#### Work instructions:
Reproduce every one of the records below without altering a single character.

# Start of Data for the task

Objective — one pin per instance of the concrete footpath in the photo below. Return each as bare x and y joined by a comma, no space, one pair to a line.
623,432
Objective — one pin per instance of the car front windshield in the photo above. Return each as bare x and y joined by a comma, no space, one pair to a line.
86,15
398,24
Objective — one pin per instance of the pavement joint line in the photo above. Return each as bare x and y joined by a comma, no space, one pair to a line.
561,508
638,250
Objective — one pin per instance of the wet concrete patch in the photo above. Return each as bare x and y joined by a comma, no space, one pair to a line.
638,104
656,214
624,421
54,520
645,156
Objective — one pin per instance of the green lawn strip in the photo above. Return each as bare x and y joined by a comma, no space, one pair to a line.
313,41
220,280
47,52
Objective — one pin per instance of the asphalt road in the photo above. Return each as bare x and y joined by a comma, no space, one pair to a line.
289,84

# End of Data for the task

#### Worked answer:
Objective — one pin per instance of the concrete footpath in the photo below. Return each as bare x and y joined by a comma, no space, one pair to a line.
623,432
Objective — one pin per instance of the car front windshield in the photo above. Return each as bare x and y joined by a comma, no space, one pair to a line.
86,15
398,24
Objective — one pin per instance of the pavement joint line in the photo above. Return each as bare x and y joined by a comma, no space, one pair to a line.
561,508
638,250
Objective — one pin per instance of the wet concrete patch in the photo above. Return each as bare x and y joined by a comma, no space, one pair to a line.
638,104
656,214
624,421
54,520
645,156
Objective — one pin per instance of the green lawn strip in the photo above. Return each as bare x and y joined by a comma, no space, one pair to a line.
313,41
220,280
47,52
Objective — one pin per instance of the asphalt road in the photo above. Return each as bare x and y joined by a comma, no space, one pair to a line.
289,84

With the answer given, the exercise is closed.